** What the exercise asks **
List each line of the listing below that contains the string "task". Treat uppercase and lowercase as different.

** Region annotation items **
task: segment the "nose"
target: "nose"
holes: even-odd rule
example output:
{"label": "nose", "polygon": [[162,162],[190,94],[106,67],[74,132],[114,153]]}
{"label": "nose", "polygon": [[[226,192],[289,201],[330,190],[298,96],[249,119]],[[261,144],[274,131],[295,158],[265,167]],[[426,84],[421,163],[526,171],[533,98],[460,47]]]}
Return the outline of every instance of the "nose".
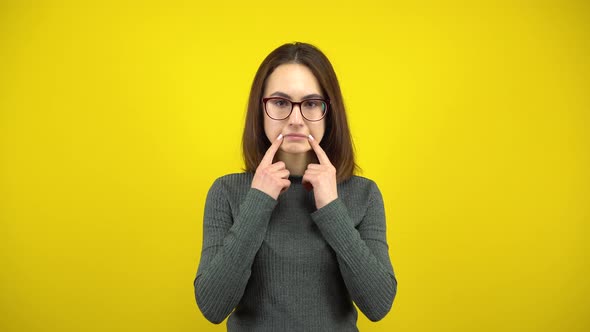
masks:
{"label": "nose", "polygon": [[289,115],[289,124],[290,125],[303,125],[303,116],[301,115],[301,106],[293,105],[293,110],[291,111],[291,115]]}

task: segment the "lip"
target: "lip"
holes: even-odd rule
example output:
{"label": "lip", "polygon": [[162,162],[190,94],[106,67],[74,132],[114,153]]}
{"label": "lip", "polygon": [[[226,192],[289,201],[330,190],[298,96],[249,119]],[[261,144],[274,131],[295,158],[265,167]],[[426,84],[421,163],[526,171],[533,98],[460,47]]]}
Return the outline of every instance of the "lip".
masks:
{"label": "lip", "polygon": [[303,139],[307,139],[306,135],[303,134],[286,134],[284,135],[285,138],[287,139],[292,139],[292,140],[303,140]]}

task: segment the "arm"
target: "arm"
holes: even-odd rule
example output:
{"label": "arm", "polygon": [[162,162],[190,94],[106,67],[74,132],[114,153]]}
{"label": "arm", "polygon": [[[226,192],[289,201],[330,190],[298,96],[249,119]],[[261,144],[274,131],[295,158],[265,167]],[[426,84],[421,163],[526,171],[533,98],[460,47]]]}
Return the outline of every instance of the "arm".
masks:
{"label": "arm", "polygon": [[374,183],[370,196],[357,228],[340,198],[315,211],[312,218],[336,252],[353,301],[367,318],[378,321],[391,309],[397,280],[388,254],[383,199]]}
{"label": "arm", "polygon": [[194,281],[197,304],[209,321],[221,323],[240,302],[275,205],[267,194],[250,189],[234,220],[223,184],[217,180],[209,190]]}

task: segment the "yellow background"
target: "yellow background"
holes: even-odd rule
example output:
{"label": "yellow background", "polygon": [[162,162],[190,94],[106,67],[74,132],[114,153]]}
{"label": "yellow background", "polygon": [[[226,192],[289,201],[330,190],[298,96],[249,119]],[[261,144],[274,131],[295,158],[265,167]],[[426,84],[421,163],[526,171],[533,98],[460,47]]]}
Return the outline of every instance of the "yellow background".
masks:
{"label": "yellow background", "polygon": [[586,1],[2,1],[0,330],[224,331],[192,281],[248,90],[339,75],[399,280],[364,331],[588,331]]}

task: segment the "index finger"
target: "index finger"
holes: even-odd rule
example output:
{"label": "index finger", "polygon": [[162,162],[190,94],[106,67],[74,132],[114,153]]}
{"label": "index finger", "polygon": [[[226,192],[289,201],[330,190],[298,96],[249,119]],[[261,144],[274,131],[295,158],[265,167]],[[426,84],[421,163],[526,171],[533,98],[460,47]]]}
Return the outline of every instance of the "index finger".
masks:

** Solution to this exercise **
task: segment the "nose"
task: segment the "lip"
task: segment the "arm"
task: segment the "yellow background"
task: segment the "index finger"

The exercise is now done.